→ Problem to work on
The result should be the line with "# an instance" followed by every remaining line of the entries, each reproduced exactly, with nothing else.

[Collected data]
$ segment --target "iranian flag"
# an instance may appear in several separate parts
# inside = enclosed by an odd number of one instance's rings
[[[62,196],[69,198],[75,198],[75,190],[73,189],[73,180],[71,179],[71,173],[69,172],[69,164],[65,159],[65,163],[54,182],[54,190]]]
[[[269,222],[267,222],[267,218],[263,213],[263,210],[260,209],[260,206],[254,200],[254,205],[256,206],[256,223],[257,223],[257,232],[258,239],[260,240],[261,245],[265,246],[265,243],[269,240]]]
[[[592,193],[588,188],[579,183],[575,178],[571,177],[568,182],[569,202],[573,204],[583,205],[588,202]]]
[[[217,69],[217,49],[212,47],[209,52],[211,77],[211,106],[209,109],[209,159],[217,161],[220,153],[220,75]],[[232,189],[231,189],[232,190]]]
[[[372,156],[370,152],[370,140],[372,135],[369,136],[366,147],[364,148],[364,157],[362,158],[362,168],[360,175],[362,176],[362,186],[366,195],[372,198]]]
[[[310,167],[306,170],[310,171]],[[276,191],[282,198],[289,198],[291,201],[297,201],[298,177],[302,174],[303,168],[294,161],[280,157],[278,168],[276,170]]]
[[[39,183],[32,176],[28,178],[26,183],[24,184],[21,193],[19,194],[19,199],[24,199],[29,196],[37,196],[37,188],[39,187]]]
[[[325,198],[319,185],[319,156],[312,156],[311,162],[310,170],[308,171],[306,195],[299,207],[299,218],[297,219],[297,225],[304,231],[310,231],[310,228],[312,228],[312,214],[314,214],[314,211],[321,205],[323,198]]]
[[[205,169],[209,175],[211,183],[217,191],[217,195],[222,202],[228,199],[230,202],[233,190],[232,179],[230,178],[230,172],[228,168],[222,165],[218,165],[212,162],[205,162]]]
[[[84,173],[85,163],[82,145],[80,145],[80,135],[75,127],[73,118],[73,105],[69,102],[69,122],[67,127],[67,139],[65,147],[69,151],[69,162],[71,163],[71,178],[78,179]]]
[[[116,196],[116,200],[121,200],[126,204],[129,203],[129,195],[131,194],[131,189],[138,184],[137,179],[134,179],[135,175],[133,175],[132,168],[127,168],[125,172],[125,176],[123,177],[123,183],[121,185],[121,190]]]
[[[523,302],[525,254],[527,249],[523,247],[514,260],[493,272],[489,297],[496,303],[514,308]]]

→ Answer box
# an instance may appear in several separate parts
# inside = enclosed by an odd number of one instance's rings
[[[62,196],[69,198],[75,198],[75,190],[73,189],[73,180],[71,179],[71,173],[69,172],[69,164],[65,159],[65,163],[54,182],[54,190]]]
[[[269,222],[267,222],[267,218],[263,213],[263,210],[260,209],[260,206],[254,200],[254,205],[256,206],[256,223],[257,223],[257,232],[258,239],[260,240],[261,245],[265,246],[265,243],[269,240]]]
[[[592,193],[588,188],[579,183],[575,178],[571,177],[568,182],[569,202],[573,204],[583,205],[588,202]]]
[[[217,69],[217,49],[212,47],[209,52],[211,77],[211,106],[209,109],[209,159],[217,161],[220,153],[220,75]],[[232,189],[231,189],[232,190]]]
[[[372,156],[370,152],[370,140],[372,135],[369,136],[366,147],[364,148],[364,157],[362,158],[362,168],[360,175],[362,176],[362,186],[366,195],[372,198]]]
[[[310,167],[306,170],[310,171]],[[276,191],[282,198],[289,198],[291,201],[297,201],[298,177],[302,174],[303,168],[294,161],[280,157],[278,168],[276,170]]]
[[[39,183],[32,176],[28,178],[26,183],[24,184],[21,193],[19,194],[19,199],[24,199],[29,196],[37,196],[37,188],[39,187]]]
[[[325,198],[319,185],[319,156],[312,156],[311,162],[310,170],[308,171],[306,195],[299,207],[299,218],[297,219],[297,225],[304,231],[310,231],[310,228],[312,228],[312,214],[314,214],[314,211],[321,205],[323,198]]]
[[[205,169],[209,175],[211,183],[217,191],[217,195],[222,202],[228,199],[230,202],[233,190],[232,179],[230,178],[230,172],[228,168],[222,165],[218,165],[212,162],[205,162]]]
[[[84,173],[85,163],[82,145],[80,145],[80,135],[75,127],[73,118],[73,105],[69,102],[69,122],[67,127],[67,139],[65,147],[69,151],[69,162],[71,163],[71,178],[78,179]]]
[[[116,196],[116,200],[121,200],[126,204],[129,203],[129,195],[131,194],[131,189],[138,184],[137,179],[134,179],[135,175],[133,175],[132,168],[127,168],[125,172],[125,176],[123,177],[123,183],[121,185],[121,190]]]
[[[523,302],[525,254],[527,249],[523,247],[514,260],[493,272],[489,297],[496,303],[514,308]]]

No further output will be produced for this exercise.